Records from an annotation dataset
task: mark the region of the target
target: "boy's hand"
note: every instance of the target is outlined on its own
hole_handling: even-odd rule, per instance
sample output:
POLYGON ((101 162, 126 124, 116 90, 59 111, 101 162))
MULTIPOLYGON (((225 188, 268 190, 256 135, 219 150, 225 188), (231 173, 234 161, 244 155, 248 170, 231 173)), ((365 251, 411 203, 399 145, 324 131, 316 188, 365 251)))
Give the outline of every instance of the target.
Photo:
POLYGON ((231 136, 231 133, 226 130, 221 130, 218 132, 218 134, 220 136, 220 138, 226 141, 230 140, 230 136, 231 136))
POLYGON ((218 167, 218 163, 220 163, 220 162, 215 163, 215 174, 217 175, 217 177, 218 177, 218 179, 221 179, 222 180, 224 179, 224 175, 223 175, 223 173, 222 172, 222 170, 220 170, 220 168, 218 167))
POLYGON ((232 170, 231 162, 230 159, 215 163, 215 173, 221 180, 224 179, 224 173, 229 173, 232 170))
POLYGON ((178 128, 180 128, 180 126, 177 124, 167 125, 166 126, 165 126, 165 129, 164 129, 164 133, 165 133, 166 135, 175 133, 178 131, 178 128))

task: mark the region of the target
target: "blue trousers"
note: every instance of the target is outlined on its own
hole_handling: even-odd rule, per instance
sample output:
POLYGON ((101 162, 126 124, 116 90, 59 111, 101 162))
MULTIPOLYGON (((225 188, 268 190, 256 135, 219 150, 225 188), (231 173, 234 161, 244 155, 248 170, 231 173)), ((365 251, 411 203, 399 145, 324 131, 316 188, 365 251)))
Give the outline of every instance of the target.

• [Requirement] Recast the lines from the start of the records through the line containing "POLYGON ((231 136, 231" as a JSON list of strings, with one string per line and blank lines omitted.

• [Response to the exercise]
[
  "task: mark the region of the target",
  "target: \"boy's hand\"",
  "note: every instance of the target is outlined on its own",
  "hole_handling: even-odd rule, per instance",
  "sample output:",
  "POLYGON ((101 162, 126 124, 116 90, 59 111, 101 162))",
  "MULTIPOLYGON (((225 188, 268 190, 256 135, 219 150, 225 188), (231 173, 234 161, 244 155, 248 170, 231 173)), ((365 251, 411 203, 399 145, 324 131, 316 188, 365 251)))",
  "Give the outline of every instance of the target.",
  "Photo:",
  "POLYGON ((231 136, 231 133, 226 130, 221 130, 218 132, 218 134, 220 136, 220 138, 226 141, 230 140, 230 136, 231 136))"
]